◆ **AIM OF THE EXERCISE**: Rewrite every one of the records below, replacing "Drop a point on each instance" with "Place a point on every instance" and leaving everything else unchanged.

Dataset rows
————

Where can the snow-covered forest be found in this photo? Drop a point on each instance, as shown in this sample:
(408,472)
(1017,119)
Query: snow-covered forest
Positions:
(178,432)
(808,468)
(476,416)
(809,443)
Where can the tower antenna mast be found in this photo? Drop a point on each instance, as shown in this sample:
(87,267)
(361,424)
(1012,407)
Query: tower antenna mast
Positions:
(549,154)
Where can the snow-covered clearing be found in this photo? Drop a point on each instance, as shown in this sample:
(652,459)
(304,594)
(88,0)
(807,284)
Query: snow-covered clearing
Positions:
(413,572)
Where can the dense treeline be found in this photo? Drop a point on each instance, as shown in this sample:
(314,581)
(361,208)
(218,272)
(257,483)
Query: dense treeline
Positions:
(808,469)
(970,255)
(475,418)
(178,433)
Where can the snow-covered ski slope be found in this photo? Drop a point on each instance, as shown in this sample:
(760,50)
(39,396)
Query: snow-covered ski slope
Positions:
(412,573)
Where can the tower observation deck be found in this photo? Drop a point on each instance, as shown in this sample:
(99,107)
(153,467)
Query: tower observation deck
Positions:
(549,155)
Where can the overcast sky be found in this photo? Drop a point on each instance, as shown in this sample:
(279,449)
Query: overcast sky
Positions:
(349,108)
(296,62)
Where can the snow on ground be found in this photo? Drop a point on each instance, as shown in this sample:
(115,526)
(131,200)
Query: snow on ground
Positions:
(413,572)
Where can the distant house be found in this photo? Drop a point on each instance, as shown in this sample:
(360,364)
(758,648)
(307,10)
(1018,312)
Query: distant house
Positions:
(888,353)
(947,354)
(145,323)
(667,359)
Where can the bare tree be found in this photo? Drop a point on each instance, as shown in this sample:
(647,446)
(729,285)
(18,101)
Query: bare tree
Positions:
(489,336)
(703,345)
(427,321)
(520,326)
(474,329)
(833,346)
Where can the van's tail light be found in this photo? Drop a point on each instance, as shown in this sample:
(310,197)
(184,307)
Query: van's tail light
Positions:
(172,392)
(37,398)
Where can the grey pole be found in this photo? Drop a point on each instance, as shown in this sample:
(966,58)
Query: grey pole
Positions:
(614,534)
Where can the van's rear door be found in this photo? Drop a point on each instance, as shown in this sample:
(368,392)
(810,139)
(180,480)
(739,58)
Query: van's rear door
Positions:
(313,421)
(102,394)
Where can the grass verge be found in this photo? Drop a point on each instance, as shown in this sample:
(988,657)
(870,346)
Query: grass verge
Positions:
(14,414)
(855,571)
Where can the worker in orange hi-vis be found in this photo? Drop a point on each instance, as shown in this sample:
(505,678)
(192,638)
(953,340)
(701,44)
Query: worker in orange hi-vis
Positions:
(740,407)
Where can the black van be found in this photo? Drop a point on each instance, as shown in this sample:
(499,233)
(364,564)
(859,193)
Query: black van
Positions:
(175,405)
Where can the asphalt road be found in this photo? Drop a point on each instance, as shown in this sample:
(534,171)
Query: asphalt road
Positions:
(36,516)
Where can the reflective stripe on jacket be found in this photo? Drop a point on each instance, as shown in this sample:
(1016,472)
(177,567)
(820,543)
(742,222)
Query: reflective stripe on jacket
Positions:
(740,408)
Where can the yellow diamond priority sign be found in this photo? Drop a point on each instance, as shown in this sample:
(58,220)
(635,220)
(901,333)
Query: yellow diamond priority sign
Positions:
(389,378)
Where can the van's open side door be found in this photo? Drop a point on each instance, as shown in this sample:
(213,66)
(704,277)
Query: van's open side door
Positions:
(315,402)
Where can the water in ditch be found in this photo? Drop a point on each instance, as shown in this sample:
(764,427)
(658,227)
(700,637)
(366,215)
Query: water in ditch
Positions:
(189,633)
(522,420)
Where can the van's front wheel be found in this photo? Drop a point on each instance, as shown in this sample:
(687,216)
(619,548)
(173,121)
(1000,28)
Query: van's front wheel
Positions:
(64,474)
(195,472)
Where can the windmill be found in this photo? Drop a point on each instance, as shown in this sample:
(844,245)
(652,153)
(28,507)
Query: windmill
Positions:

————

◆ **RESPONSE**:
Where can the snow-covered forest be found in this photo? Place a point on every instance, as shown in this sample:
(408,472)
(1017,119)
Query: snow-covered forest
Positions:
(178,432)
(808,468)
(476,416)
(809,443)
Where can the tower antenna mast be found in this photo? Place a point on every instance, as shown in this sample:
(87,267)
(361,424)
(1012,407)
Query: tower antenna mast
Positions:
(549,154)
Where can the snow-covered clearing be found in this photo? Place a point on every instance, as shown in this sample:
(652,459)
(304,594)
(88,0)
(807,284)
Query: snow-covered clearing
Positions:
(413,572)
Where can the dense treeline be found in this photo? Place a point on every instance, as shown in this sample:
(314,581)
(361,208)
(218,272)
(257,483)
Query: dense treeline
Positions:
(808,469)
(970,255)
(475,418)
(178,433)
Where can the snow-covered ski slope be found in this photo? Place a point on every instance, as shown in this sample:
(760,50)
(39,396)
Query: snow-covered ski slope
Positions:
(412,573)
Where can the tower observation deck be found in this photo? Place a point on every instance, as shown in this sample:
(99,107)
(153,467)
Query: tower observation deck
Positions:
(549,155)
Where can the overcast sky be found in this photo? Place a point on every instance, as shown in this sample:
(279,449)
Query: overcast sky
Positions:
(349,108)
(296,62)
Where can the snow on ground be found in this photo? Place a point on every instance, as shown in this sample:
(115,526)
(131,200)
Query: snow on ground
Positions:
(413,572)
Where can the distant house be found in this photo? Place a point on every instance, as shown in this sample:
(360,364)
(758,648)
(307,10)
(1018,312)
Query: distant house
Positions:
(888,353)
(947,354)
(145,323)
(667,359)
Where can the bare tree be found in this photo? Place a point on every instance, as shown in this sample:
(647,446)
(729,285)
(18,101)
Query: bare tree
Positions:
(489,336)
(703,345)
(427,321)
(520,326)
(474,329)
(833,346)
Where can the van's tail light be found in this photo? Place a point on every instance, as shown in this sample:
(310,197)
(184,307)
Query: van's tail light
Positions:
(172,392)
(37,398)
Where can the grey pole be found in this photo? Place a point on every instance, as shown in this sample:
(966,58)
Query: grey pole
Positions:
(614,534)
Where can the van's rear door be found in this photo? Place a point on every instance, as shown in this sample:
(368,392)
(810,139)
(180,480)
(739,58)
Query: van's rear door
Positions:
(313,421)
(102,394)
Where can the grass verge be found in this photo? Place a point on every instance, as shown in this sample:
(988,657)
(870,346)
Query: grass verge
Positions:
(14,414)
(855,571)
Where can the worker in orange hi-vis be found in this photo? Place a point on every instance, as shown in this sample:
(505,678)
(192,638)
(953,340)
(701,44)
Query: worker in orange hi-vis
Positions:
(740,407)
Where can the black van be found in this photo? Place a point on every instance, as shown in this sample:
(499,233)
(364,564)
(859,193)
Query: black van
Positions:
(175,405)
Where can the asphalt road be found in this photo? Place a point on every instance, as shown in this sample:
(534,171)
Query: asphalt road
Positions:
(36,516)
Where can the reflective stripe on jacket be found in this photo? Place a point on every instance, as shown in this sample:
(1016,472)
(177,567)
(820,543)
(742,222)
Query: reflective stripe on jacket
Positions:
(740,408)
Where can the yellow diamond priority sign be found in this photo? Place a point on every instance, as shown in this sample:
(58,220)
(635,220)
(901,333)
Query: yellow diamond priority sign
Positions:
(389,378)
Where can the van's open side door be found in this photo? Place a point on every instance, as shown in this sample:
(213,66)
(704,277)
Query: van's open side door
Positions:
(315,402)
Where can the water in ditch be found in this photo? Place a point on every instance, as shown in this sample:
(764,427)
(658,227)
(700,637)
(366,215)
Query: water in ditch
Positions:
(189,633)
(522,420)
Where can the van's front wheel be found in this photo? Place a point on every instance, as shown in this sample:
(687,216)
(619,548)
(173,121)
(1000,28)
Query: van's front wheel
Positions:
(64,474)
(195,472)
Where can the windmill be found in this photo? Place a point on every instance, as shown in this sample:
(844,245)
(652,153)
(28,507)
Query: windmill
Positions:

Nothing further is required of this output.